Location identification items:
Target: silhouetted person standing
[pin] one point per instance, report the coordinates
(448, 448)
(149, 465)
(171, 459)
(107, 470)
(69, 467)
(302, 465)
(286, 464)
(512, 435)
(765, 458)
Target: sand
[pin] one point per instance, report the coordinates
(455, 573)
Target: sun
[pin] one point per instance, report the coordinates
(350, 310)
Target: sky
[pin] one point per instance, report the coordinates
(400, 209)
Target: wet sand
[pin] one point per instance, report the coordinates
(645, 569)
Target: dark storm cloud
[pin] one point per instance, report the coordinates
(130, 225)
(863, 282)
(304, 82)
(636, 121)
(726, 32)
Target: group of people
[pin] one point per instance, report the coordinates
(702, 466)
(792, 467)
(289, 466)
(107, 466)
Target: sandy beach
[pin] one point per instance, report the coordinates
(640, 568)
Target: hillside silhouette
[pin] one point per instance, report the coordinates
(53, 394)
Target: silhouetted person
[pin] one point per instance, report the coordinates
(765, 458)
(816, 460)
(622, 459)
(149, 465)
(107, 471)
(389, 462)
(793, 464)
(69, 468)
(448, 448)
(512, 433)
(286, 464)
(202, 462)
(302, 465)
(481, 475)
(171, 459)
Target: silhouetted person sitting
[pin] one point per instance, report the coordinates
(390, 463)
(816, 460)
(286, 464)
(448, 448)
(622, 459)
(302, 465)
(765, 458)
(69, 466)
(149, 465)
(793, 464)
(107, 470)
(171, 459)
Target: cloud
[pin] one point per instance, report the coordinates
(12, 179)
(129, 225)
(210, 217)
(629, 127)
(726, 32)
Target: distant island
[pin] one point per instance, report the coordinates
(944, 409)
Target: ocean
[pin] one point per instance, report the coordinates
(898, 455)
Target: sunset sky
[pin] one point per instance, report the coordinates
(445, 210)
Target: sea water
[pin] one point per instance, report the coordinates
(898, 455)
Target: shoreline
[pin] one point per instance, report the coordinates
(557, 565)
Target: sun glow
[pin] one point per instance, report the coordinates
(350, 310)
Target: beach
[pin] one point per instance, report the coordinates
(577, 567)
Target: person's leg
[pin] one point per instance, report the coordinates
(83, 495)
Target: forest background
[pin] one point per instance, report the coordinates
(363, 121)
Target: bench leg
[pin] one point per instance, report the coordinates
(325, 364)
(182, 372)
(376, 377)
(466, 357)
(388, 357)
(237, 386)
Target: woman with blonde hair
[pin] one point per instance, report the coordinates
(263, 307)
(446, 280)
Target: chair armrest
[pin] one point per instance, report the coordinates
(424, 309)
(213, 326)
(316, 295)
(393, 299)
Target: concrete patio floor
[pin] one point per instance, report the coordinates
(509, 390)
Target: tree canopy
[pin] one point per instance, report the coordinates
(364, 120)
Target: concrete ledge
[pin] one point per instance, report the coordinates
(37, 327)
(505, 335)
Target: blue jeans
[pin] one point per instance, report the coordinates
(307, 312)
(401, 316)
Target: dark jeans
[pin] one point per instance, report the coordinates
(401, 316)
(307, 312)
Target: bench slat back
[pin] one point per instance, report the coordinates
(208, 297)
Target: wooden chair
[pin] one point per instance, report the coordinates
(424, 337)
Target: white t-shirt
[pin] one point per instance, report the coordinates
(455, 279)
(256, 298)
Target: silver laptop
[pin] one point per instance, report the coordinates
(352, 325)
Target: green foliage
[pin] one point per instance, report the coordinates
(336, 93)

WHAT YOU NEED TO DO = Exactly reproduce every line of the records.

RESULT =
Target: silhouetted person standing
[pin] one point per instance, report the coordinates
(448, 448)
(149, 465)
(171, 459)
(107, 470)
(69, 467)
(302, 465)
(286, 464)
(512, 435)
(765, 458)
Target: sand
[pin] one point per instance, report the coordinates
(455, 573)
Target: sun
[pin] one point per instance, report the coordinates
(350, 310)
Target: sky
[pin] one point per instance, report the coordinates
(400, 209)
Target: wet sand
[pin] one point per instance, report the coordinates
(645, 569)
Target: dark storm cloud
[pin] one point per instance, report the coordinates
(130, 225)
(863, 282)
(304, 82)
(636, 121)
(726, 32)
Target: group of people
[pin] one point per instance, report the coordinates
(702, 466)
(792, 467)
(289, 466)
(107, 466)
Target: sandy beach
[pin] one point per instance, report the coordinates
(640, 568)
Target: hillside silhouette
[pin] one point per instance, report the coordinates
(53, 394)
Target: silhouetted person
[pin] one point per instance, report the coordinates
(765, 458)
(816, 460)
(622, 459)
(149, 465)
(107, 471)
(389, 462)
(793, 464)
(69, 468)
(448, 448)
(512, 433)
(286, 464)
(202, 462)
(302, 465)
(481, 475)
(171, 459)
Target: silhouetted person sitting
[pin] one point per instance, report the coordinates
(390, 463)
(816, 460)
(286, 464)
(448, 448)
(622, 459)
(302, 465)
(765, 458)
(69, 466)
(149, 465)
(793, 464)
(107, 470)
(171, 459)
Target: cloud
[pin] one point per instance, report the coordinates
(12, 179)
(129, 225)
(210, 217)
(629, 127)
(726, 32)
Target: distant island
[pin] one point per instance, report the coordinates
(944, 409)
Target: ocean
[pin] one point per instance, report the coordinates
(898, 455)
Target: sunset sky
[pin] one point per instance, report the coordinates
(445, 210)
Target: sea water
[pin] one point per instance, report the coordinates
(898, 455)
Target: shoreline
[pin] one point per instance, report the coordinates
(557, 565)
Target: sun glow
[pin] one point per instance, report the coordinates
(350, 310)
Target: beach
[pin] one point per instance, report the coordinates
(577, 567)
Target: person's leg
[pin] one point per instance, report the coordinates
(83, 495)
Target: forest background
[pin] one point per instance, report the coordinates
(363, 121)
Target: bench leg
[pin] one point per instance, report the coordinates
(325, 364)
(182, 372)
(376, 377)
(466, 357)
(388, 357)
(237, 386)
Target: woman with blonde hair
[pin] one point per instance, report the coordinates
(263, 307)
(446, 280)
Target: chair armrest
[pin] one point per instance, report the coordinates
(424, 309)
(213, 326)
(316, 295)
(393, 299)
Target: concrete patio floor
[pin] one point per instance, report the coordinates
(509, 390)
Target: tree canopy
[pin] one point per instance, report the coordinates
(364, 120)
Target: concrete ledge
[pin] one point per instance, report the coordinates
(37, 327)
(505, 335)
Target: blue jeans
[pin] one point per instance, report the coordinates
(307, 312)
(401, 316)
Target: dark jeans
[pin] one point per instance, report the coordinates
(401, 316)
(307, 312)
Target: bench slat back
[pin] one point per instance, report the coordinates
(208, 297)
Target: wooden chair
[pin] one point per instance, report the coordinates
(424, 337)
Target: white t-shirt
[pin] one point per instance, report the coordinates
(455, 279)
(256, 298)
Target: silver laptop
[pin] one point per instance, report the coordinates
(352, 325)
Target: green foliage
[pin] one point per instance, report the coordinates
(336, 93)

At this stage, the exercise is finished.